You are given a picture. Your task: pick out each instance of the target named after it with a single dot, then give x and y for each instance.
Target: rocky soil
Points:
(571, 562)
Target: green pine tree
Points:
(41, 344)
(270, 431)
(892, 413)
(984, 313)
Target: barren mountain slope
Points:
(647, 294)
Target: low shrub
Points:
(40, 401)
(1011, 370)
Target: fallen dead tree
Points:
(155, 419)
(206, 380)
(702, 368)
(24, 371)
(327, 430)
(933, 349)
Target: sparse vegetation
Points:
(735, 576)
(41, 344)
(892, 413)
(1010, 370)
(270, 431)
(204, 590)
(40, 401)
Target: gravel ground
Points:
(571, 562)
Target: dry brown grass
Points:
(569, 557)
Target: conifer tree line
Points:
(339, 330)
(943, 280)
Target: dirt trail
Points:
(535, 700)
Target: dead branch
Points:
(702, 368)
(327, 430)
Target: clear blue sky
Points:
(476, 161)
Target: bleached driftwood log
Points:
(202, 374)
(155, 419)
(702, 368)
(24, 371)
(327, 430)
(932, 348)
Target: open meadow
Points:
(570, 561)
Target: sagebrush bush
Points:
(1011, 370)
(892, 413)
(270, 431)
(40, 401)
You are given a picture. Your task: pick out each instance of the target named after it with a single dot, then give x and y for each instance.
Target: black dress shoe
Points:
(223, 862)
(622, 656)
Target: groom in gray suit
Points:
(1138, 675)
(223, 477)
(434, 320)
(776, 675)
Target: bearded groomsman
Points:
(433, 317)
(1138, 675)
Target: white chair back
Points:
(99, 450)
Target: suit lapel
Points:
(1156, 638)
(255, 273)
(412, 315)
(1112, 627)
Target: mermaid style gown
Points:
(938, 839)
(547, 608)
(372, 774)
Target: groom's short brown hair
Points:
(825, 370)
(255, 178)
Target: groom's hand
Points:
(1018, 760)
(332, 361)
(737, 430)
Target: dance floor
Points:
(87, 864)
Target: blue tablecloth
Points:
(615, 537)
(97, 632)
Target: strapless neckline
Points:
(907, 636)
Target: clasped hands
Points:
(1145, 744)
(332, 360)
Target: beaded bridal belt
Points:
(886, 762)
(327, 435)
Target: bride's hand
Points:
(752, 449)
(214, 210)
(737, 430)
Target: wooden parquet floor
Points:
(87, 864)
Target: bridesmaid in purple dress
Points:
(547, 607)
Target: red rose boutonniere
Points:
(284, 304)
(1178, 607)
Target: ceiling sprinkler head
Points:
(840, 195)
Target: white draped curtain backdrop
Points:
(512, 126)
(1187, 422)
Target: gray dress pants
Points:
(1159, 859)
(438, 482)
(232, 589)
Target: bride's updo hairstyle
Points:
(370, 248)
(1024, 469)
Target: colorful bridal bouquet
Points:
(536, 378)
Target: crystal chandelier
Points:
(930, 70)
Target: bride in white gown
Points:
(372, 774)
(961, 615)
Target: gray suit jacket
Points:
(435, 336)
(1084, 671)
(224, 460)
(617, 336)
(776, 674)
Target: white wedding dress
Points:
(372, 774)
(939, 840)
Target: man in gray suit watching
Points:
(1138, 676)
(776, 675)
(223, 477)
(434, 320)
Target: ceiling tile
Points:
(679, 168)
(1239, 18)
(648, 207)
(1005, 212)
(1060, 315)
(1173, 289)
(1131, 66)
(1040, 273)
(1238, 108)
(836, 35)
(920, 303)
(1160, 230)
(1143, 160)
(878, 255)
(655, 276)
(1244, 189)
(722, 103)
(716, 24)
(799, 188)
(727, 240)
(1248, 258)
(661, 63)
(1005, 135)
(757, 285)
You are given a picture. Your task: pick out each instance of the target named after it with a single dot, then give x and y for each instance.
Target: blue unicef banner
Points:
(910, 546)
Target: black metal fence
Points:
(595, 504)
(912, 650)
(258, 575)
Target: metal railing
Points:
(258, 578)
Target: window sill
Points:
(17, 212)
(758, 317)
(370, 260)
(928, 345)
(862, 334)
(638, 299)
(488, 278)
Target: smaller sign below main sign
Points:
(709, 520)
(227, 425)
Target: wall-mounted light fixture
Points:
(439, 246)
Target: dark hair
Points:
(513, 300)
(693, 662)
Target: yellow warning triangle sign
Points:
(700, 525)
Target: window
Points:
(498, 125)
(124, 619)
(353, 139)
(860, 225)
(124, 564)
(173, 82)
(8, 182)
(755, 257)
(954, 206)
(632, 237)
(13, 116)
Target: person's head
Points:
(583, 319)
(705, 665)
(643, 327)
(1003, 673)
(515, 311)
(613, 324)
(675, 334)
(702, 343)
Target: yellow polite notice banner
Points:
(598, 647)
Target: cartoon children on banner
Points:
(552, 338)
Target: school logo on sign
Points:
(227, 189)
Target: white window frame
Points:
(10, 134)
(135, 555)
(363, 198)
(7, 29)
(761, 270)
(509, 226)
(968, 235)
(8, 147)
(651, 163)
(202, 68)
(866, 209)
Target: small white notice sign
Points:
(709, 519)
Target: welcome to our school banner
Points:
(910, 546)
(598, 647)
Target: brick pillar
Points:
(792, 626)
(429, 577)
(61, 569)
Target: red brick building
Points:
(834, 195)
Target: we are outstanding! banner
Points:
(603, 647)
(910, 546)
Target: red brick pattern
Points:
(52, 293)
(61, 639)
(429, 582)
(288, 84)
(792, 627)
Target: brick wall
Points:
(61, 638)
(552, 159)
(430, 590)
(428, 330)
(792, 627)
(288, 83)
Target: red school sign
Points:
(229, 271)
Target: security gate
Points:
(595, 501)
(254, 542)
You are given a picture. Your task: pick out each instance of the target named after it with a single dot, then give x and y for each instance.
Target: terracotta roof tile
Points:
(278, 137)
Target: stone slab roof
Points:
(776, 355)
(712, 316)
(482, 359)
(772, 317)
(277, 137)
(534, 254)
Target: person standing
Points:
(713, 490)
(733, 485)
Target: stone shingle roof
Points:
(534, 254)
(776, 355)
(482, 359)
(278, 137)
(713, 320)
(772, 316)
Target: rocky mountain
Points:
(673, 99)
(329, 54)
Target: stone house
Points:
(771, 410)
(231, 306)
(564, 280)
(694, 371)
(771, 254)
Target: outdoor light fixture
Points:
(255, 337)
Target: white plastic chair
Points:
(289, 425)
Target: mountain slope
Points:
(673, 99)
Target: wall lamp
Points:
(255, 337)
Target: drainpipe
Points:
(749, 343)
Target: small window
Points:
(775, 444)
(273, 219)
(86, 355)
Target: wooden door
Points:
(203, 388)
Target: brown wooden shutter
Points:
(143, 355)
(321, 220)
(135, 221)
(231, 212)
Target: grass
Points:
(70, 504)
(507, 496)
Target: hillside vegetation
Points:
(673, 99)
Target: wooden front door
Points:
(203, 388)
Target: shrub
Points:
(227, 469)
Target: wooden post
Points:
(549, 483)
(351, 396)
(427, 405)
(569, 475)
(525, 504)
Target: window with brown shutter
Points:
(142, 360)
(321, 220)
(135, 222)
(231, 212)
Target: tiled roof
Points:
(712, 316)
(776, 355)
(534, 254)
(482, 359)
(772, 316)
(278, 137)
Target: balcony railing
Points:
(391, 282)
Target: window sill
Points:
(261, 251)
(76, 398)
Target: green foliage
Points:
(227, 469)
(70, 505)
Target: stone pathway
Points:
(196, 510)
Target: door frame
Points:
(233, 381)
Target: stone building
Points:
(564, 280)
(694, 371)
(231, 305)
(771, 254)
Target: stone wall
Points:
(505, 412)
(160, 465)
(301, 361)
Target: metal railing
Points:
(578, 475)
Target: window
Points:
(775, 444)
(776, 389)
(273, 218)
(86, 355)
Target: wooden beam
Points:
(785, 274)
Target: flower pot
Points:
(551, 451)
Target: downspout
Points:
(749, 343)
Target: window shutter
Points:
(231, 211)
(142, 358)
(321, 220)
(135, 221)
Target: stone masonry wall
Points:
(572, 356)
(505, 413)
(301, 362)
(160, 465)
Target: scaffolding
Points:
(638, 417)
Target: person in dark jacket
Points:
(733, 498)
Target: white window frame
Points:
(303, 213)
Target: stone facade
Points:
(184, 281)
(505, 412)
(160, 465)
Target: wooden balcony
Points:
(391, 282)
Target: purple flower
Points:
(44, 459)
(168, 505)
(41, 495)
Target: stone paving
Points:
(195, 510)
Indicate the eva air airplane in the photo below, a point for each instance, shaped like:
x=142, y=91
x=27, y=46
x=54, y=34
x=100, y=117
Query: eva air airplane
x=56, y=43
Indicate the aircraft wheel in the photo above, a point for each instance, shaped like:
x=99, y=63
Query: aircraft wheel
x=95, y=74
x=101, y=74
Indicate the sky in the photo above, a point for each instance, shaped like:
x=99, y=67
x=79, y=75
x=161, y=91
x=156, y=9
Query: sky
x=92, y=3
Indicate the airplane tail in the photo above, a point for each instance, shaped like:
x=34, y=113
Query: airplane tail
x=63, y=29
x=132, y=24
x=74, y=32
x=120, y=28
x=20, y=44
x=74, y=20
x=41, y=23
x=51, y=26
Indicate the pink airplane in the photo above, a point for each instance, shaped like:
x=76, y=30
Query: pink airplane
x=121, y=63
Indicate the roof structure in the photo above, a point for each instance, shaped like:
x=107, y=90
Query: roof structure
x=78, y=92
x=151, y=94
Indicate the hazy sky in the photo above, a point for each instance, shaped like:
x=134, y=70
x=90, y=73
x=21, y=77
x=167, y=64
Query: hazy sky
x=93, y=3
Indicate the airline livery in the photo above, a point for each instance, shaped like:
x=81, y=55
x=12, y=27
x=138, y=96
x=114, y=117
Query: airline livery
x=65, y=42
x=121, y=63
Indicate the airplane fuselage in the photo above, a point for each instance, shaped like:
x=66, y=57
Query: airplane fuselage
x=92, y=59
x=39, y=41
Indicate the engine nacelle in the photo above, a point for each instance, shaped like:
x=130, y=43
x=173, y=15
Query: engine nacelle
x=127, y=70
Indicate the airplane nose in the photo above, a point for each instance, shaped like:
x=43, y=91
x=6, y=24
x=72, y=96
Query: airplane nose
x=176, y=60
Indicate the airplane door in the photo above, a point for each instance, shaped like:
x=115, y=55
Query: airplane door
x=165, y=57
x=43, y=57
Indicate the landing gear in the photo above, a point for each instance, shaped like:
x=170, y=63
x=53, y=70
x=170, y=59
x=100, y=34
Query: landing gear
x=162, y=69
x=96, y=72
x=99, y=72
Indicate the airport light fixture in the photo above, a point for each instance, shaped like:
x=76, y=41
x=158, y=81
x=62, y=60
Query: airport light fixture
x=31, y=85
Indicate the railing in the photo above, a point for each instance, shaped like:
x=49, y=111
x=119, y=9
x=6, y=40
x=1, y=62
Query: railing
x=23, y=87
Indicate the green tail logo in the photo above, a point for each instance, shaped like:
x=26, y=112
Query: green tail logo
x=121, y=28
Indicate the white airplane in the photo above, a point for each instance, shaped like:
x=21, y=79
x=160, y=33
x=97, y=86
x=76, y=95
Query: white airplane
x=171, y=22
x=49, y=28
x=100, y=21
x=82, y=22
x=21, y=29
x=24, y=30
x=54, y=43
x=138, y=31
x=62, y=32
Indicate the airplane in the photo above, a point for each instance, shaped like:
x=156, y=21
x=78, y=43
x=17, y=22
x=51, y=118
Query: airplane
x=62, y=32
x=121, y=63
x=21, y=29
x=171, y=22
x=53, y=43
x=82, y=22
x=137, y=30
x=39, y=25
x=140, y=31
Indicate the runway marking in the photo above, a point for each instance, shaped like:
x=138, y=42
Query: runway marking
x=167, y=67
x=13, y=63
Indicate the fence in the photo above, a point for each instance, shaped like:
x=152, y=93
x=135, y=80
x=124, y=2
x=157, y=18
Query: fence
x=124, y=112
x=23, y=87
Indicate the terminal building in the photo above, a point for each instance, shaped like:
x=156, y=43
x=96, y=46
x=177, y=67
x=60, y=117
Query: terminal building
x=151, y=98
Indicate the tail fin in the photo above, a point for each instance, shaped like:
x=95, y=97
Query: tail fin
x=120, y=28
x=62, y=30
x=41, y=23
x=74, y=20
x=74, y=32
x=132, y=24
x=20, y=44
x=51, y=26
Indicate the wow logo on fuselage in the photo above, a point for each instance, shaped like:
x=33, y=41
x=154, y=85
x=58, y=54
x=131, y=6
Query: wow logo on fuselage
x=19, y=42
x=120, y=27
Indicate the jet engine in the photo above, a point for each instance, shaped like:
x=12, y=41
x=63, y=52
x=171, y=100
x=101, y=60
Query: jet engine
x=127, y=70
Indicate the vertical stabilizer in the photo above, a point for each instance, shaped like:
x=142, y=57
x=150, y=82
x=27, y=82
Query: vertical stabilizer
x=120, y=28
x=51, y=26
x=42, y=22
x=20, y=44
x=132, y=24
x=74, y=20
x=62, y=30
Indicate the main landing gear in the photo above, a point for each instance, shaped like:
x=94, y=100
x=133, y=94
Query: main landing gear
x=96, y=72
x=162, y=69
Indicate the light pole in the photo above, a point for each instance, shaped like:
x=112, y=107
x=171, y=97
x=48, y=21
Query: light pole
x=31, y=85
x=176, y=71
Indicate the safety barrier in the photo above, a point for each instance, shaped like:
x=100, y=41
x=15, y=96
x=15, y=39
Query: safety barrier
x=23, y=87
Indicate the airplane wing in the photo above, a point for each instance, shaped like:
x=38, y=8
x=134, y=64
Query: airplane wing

•••

In the entries above, how many lines hold "brick"? Answer with the number alone.

| ANSWER SECTION |
4